↓

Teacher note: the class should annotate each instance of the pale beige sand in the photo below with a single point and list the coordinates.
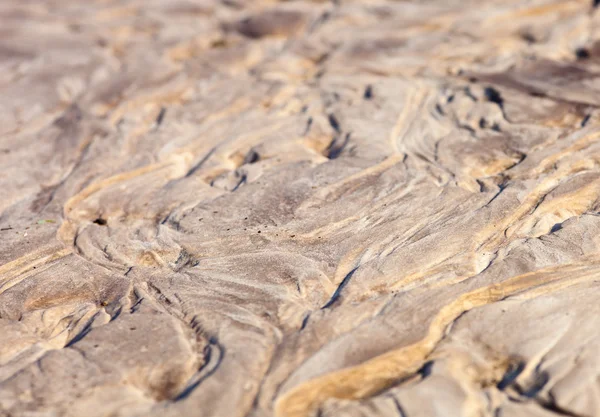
(291, 209)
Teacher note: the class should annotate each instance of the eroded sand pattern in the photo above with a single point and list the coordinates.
(298, 209)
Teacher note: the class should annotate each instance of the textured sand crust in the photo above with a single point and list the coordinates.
(292, 209)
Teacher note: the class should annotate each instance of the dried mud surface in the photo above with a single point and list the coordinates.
(292, 209)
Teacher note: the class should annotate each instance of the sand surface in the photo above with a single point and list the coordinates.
(296, 209)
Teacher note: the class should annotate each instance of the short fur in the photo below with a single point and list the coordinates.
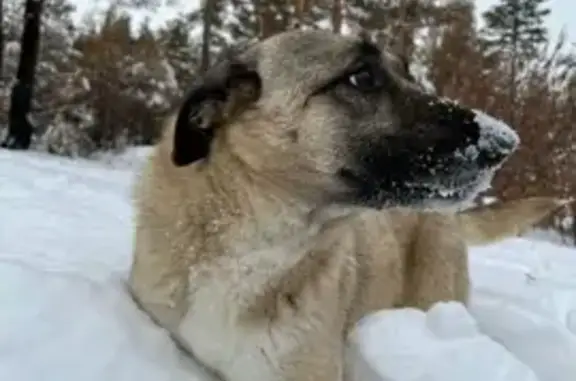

↑

Everything from the line containing "of the eroded" through the end of the data should be printed exactly, line for line, except the pictures.

#### Final answer
Teacher note: the class should annotate each instance of the eroded sand pattern in the photo above with a single point and list the coordinates.
(298, 209)
Teacher note: the class should annotate each instance of the textured sand crust in the photo above with a single point and list the coordinates.
(292, 209)
Teacher note: the class should annotate each instance of the dried mud surface in the photo above with a single point and list the coordinates.
(292, 209)
Teacher note: the class should annotate each instance of the sand surface in the photo above with a single point and list the coordinates.
(296, 209)
Teacher note: the class should annotate each instance of the short fur in the photo below with a single point and list the coordinates.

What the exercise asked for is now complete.